:: TASK TO CARRY OUT ::
Could you retype, unchanged, the lines below from the one containing "Exercise. Point out the white" through the one containing "point(169, 483)", with both of those lines included?

============================================================

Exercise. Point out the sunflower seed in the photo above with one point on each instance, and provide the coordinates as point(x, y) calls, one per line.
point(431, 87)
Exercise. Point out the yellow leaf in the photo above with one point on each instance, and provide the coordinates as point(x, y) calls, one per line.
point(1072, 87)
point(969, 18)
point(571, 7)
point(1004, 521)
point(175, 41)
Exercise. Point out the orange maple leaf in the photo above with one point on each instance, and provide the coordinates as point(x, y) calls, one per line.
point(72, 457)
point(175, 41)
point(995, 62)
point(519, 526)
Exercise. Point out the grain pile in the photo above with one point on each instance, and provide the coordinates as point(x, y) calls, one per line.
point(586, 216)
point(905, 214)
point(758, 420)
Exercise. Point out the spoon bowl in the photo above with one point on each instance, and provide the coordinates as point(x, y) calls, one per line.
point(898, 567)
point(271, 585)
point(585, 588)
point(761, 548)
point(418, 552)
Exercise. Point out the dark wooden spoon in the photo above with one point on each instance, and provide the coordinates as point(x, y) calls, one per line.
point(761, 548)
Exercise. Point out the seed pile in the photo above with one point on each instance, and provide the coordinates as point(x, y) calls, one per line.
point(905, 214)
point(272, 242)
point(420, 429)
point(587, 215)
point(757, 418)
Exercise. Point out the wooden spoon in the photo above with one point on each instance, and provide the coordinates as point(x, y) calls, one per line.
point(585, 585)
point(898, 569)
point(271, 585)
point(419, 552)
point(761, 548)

============================================================

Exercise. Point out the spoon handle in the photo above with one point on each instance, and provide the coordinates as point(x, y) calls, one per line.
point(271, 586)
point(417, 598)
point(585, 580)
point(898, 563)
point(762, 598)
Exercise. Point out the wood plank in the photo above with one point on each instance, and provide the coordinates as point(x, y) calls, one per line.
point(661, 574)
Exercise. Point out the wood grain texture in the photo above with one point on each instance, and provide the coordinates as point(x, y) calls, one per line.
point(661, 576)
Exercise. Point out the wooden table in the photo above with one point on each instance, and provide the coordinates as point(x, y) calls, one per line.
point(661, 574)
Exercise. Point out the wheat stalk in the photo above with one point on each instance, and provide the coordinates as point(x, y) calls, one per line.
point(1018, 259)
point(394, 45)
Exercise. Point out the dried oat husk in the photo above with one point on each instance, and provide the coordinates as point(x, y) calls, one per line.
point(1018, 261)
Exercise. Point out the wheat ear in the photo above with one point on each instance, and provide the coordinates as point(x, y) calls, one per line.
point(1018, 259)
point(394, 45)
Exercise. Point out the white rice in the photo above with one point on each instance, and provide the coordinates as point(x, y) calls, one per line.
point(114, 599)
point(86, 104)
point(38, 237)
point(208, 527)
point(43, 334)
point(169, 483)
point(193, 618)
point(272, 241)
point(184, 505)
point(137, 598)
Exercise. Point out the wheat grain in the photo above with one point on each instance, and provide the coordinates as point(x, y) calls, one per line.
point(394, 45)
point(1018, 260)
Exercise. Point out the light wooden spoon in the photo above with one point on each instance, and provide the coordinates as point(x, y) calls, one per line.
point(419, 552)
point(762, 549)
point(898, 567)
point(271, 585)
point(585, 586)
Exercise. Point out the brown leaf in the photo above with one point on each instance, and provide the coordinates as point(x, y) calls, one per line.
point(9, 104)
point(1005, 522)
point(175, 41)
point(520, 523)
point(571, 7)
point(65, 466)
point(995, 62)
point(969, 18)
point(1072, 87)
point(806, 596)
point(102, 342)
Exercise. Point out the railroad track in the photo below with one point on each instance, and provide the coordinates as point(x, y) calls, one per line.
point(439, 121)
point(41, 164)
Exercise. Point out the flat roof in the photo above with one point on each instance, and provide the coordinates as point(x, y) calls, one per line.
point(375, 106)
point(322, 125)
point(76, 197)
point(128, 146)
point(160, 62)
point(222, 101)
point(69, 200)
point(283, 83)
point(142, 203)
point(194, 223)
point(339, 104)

============================================================

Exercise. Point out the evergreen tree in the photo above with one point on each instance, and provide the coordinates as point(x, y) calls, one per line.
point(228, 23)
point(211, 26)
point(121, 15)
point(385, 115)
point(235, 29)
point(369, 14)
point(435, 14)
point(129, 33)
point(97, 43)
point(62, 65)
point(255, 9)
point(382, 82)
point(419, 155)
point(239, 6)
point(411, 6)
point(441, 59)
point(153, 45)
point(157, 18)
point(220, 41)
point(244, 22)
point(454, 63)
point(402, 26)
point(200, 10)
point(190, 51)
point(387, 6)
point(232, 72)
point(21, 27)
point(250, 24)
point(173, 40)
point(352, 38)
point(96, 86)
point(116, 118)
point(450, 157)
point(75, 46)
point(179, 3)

============================================================

:: EXERCISE SOLUTION ::
Exercise. Point out the white rice in the photo above with one point on each instance, and provide the coordinates as point(x, y) calls, one per line.
point(114, 599)
point(86, 104)
point(38, 237)
point(208, 527)
point(43, 334)
point(169, 483)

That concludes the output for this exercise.